INSTRUCTION A:
Pull out every line of the records below that contains the string "boot". Case counts.

EXCERPTED TEXT:
◇ ◇ ◇ ◇ ◇

Screen/Society--AMI Showcase: Christopher Doyle Retrospective--"Ashes of Time Redux" [35mm]

Tuesday, February 19, 2013 - 2:00pm to 4:00pm
Screen/Society--AMI Showcase: Christopher Doyle Retrospective--"Ashes of Time Redux" [35mm]

Film Screening:

 

Ashes of Time Redux
(dir. Wong Kar Wai, cinematography by Christopher Doyle, 2008/1994, 93 min, Hong Kong, Taiwan, Cantonese and Mandarin with English subtitles, color, 35mm)

-- Introduced by Prof. Carlos Rojas (AMES)!

Master Hong Kong filmmaker Wong Kar-wai directed this lyrical, dream-like martial arts epic. A famously troubled shoot, Ashes of Time took two years and 40 million dollars to produce (a shocking sum for a national cinema populated with low-budget quickies) and features a virtual who's-who of the Hong Kong film world. Conceived as a prequel to the popular martial arts novel The Eagle-Shooting Hero by Jin Yong, the movie is less a straightforward action thriller than a visually striking meditation on memory and love.

The film is set in five parts, five seasons that are part of the Chinese almanac. The story takes place in the jianghu, the world of the martial arts, and centers on Ouyang Feng (Leslie Cheung), a heartbroken and cynical man who spends his days alone in the desert, connecting expert swordsmen with those seeking revenge and willing to pay for it. As Ouyang narrates his tale, interweaving the stories of his unusual clients, old friends and future foes, he begins to realize the mistakes of his own past, and how his fear of rejection may have led him to a life of exile.

◇ ◇ ◇ ◇ ◇

Bounding-box records:
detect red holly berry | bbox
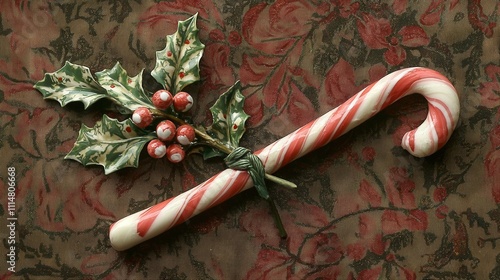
[148,139,167,158]
[167,144,186,163]
[132,107,153,128]
[152,89,174,110]
[156,120,176,141]
[175,124,195,145]
[174,91,193,112]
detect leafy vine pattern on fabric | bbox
[0,0,500,279]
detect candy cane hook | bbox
[109,68,460,251]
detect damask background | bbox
[0,0,500,279]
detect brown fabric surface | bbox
[0,0,500,279]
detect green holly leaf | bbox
[151,14,205,94]
[204,81,249,159]
[65,115,155,174]
[33,62,107,109]
[95,62,155,111]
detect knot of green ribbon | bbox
[224,147,269,200]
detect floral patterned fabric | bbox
[0,0,500,279]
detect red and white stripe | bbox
[109,68,460,251]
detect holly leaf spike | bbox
[151,14,205,94]
[95,62,155,111]
[33,61,108,109]
[65,115,155,174]
[204,81,249,159]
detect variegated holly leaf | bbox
[151,14,205,94]
[95,62,155,111]
[203,81,249,159]
[65,115,155,174]
[34,62,107,109]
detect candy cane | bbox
[109,68,460,250]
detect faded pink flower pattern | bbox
[0,0,500,279]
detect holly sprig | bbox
[34,14,296,236]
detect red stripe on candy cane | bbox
[109,68,460,250]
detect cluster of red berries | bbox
[132,89,195,163]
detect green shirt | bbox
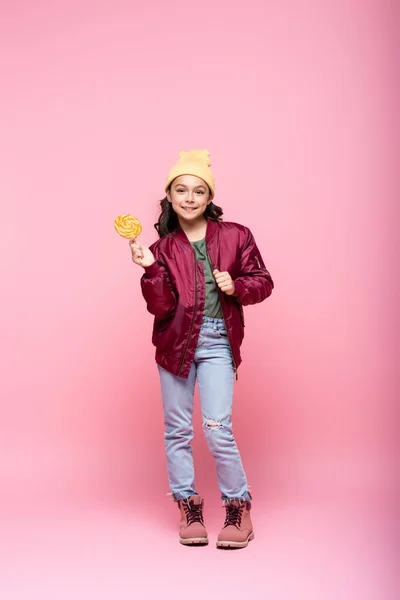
[191,239,222,319]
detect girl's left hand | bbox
[213,269,235,296]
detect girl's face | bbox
[167,175,211,224]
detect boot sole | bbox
[217,532,254,548]
[179,538,208,546]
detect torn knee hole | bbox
[205,418,222,430]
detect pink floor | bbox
[0,499,395,600]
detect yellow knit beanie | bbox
[165,150,215,198]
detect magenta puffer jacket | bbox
[141,220,274,379]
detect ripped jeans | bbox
[158,317,251,500]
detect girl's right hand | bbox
[129,239,156,268]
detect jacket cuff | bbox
[232,280,245,299]
[144,260,160,278]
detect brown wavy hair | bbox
[154,188,224,238]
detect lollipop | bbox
[114,215,142,240]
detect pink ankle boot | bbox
[217,500,254,548]
[177,496,208,546]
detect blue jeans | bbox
[158,317,251,500]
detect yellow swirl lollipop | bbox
[114,215,142,240]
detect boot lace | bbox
[224,504,244,528]
[183,500,204,526]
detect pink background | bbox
[0,0,400,600]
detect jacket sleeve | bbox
[140,246,177,320]
[233,229,274,306]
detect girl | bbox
[130,150,274,548]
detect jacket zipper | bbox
[207,250,239,381]
[178,250,198,377]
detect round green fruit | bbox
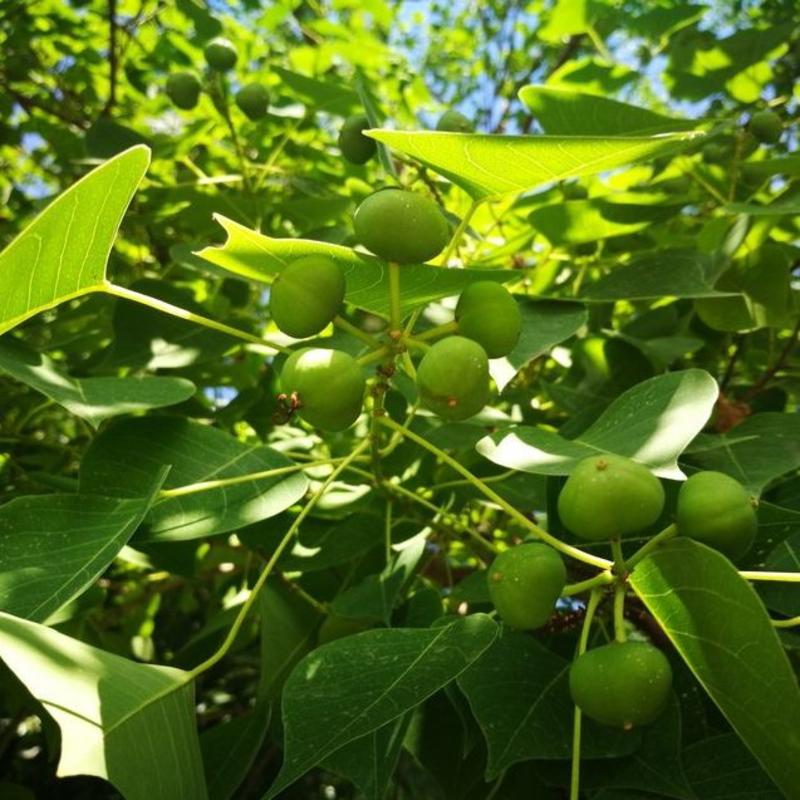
[488,542,567,630]
[236,83,269,120]
[456,281,522,358]
[339,114,378,164]
[558,454,664,542]
[417,336,489,421]
[203,37,239,72]
[353,189,450,264]
[677,471,758,560]
[569,642,672,730]
[436,110,475,133]
[280,347,366,431]
[749,111,783,144]
[166,72,200,111]
[269,256,345,339]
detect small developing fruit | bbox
[236,83,269,121]
[280,347,366,431]
[417,336,489,422]
[569,642,672,730]
[488,542,567,630]
[436,109,475,133]
[456,281,522,358]
[166,72,200,111]
[353,189,449,264]
[339,114,378,164]
[749,111,783,144]
[203,37,238,72]
[269,256,345,339]
[558,453,664,542]
[677,471,758,560]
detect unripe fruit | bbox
[488,542,567,630]
[236,83,269,120]
[166,72,200,111]
[280,347,366,431]
[677,471,758,560]
[353,189,449,264]
[456,281,522,358]
[269,256,345,339]
[748,111,783,144]
[417,336,489,421]
[569,642,672,730]
[203,37,238,72]
[339,114,378,164]
[558,453,664,542]
[436,110,475,133]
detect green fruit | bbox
[339,114,378,164]
[677,472,758,560]
[436,110,475,133]
[280,347,366,431]
[748,111,783,144]
[488,543,567,630]
[203,37,238,72]
[166,72,200,111]
[569,642,672,730]
[417,336,489,420]
[558,453,664,542]
[236,83,269,120]
[353,189,450,264]
[456,281,522,358]
[269,256,345,339]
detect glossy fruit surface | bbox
[558,453,664,542]
[456,281,522,358]
[749,111,783,144]
[203,37,238,72]
[280,347,366,431]
[353,189,450,264]
[236,83,269,120]
[166,72,200,111]
[436,110,475,133]
[569,642,672,729]
[677,471,758,559]
[339,114,378,164]
[269,256,345,339]
[487,542,567,630]
[417,336,489,420]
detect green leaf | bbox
[197,214,519,316]
[322,713,411,800]
[0,337,196,427]
[265,614,497,798]
[519,86,697,136]
[0,612,207,800]
[458,628,641,781]
[365,130,695,199]
[580,250,730,302]
[0,145,150,333]
[630,539,800,798]
[200,705,270,800]
[476,369,718,480]
[0,470,166,622]
[685,411,800,495]
[80,417,308,542]
[489,300,588,392]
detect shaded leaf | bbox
[476,369,718,480]
[630,539,800,798]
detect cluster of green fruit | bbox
[487,455,757,728]
[166,37,269,120]
[339,109,473,164]
[270,188,522,431]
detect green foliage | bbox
[0,0,800,800]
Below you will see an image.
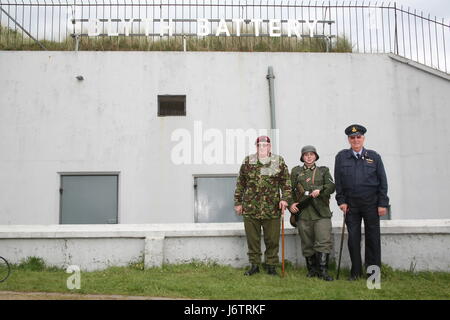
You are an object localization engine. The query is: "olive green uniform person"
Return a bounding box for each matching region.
[234,136,291,275]
[289,146,335,281]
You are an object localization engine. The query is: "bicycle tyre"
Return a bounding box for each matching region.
[0,257,11,282]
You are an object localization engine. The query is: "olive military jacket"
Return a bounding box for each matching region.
[234,154,291,219]
[289,165,335,220]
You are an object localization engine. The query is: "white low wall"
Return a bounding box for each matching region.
[0,51,450,225]
[0,219,450,272]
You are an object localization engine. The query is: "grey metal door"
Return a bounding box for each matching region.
[60,175,118,224]
[194,176,243,222]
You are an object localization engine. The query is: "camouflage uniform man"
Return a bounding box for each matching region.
[289,146,335,281]
[234,136,291,275]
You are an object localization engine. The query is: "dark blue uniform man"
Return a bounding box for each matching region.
[334,124,389,280]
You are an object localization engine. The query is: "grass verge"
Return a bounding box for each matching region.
[0,258,450,300]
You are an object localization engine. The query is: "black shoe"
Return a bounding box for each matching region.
[305,254,318,278]
[267,266,278,276]
[244,264,259,276]
[316,252,334,281]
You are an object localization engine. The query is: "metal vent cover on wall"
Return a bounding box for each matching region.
[194,175,243,223]
[158,95,186,117]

◇ ◇ ◇ ◇ ◇

INSTRUCTION B:
According to the screening announcement above, how long did Ashes of Time take to produce, and at what cost?

WORKED ANSWER A:
detect boot sole | bbox
detect pink ankle boot | bbox
detect boot lace | bbox

WORKED ANSWER B:
It took two years and 40 million dollars to produce.